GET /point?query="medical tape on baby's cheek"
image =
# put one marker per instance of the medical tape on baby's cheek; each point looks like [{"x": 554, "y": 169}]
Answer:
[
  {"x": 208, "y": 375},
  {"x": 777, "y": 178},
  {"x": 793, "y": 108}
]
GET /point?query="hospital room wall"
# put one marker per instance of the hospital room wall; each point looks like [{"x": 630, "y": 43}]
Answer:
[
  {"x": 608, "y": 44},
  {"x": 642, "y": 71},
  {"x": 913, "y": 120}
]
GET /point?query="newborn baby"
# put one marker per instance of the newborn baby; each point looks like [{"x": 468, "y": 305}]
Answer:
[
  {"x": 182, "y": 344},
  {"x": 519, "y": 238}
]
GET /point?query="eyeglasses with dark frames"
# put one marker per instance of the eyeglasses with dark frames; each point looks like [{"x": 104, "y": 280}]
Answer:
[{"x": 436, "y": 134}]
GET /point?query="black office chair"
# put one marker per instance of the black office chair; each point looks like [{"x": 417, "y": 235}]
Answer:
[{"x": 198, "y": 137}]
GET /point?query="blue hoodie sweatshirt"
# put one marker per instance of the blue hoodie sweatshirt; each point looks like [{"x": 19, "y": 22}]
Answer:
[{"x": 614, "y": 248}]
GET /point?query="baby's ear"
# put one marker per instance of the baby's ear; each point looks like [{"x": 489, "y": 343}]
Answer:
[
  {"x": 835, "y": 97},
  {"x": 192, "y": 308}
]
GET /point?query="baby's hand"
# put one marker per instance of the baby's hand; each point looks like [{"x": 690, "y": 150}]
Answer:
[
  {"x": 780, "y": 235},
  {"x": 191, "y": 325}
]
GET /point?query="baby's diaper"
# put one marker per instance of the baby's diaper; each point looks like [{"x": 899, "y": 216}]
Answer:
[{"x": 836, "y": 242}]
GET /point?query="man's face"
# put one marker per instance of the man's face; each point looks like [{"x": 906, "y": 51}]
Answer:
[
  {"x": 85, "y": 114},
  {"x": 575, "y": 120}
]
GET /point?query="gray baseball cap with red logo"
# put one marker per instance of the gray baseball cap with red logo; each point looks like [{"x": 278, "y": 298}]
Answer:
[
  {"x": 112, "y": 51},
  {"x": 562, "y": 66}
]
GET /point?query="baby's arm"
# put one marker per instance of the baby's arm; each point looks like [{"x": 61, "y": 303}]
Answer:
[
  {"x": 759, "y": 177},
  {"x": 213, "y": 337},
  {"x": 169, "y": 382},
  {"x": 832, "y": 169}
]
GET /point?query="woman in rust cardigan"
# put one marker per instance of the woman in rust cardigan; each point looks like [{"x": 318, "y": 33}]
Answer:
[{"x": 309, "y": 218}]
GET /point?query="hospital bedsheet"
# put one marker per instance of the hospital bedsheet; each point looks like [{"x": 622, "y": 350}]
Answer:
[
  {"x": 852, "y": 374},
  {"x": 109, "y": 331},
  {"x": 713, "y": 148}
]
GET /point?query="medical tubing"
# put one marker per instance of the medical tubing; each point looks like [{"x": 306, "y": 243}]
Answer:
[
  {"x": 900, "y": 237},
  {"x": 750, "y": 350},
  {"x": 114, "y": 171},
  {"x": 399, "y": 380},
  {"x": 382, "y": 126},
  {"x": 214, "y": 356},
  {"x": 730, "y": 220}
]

******************************

Exercise:
Return each line of the material above that holds the string "tape".

Your response:
GET /point?query="medical tape on baby's cheek"
# put one marker per instance of the medical tape on baby's cheek; each point looks like [{"x": 554, "y": 169}]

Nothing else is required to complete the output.